▶ [Available records]

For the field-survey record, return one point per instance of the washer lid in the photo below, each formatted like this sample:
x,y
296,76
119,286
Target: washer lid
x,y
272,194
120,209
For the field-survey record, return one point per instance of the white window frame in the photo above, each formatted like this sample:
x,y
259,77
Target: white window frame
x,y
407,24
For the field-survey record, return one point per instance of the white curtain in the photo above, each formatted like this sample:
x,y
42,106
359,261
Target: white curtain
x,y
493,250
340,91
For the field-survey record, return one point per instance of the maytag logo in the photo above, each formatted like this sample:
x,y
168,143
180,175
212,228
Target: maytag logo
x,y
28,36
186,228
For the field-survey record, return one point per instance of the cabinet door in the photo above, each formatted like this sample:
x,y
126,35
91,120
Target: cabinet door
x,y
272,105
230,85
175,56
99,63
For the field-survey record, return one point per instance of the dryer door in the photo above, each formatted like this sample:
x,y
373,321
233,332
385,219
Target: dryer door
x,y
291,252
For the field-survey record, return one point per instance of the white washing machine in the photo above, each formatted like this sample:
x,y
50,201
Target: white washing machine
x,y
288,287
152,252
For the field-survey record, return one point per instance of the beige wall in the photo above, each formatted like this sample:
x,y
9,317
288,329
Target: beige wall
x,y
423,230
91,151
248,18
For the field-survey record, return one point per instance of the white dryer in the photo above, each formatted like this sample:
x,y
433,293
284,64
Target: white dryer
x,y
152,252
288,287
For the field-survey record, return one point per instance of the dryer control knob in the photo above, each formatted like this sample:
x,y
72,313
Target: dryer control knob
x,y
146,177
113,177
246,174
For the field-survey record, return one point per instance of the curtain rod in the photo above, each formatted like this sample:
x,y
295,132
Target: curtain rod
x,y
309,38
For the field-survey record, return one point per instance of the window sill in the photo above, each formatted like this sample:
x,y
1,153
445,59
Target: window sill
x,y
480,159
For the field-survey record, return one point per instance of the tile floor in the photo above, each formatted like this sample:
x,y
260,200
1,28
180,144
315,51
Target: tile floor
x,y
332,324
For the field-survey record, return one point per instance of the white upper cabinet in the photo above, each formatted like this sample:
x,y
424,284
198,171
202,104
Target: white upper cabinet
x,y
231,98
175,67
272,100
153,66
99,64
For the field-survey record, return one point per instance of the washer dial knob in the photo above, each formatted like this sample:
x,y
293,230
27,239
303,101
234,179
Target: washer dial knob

▶ [What this task involves] Whenever the word "dial" occurs in a line of the listing above, return that line.

▶ [Reply to the task]
For the field-survey record, return one point per instance of the washer dial knob in the photo above, each formatted like this sample:
Target: washer dial knob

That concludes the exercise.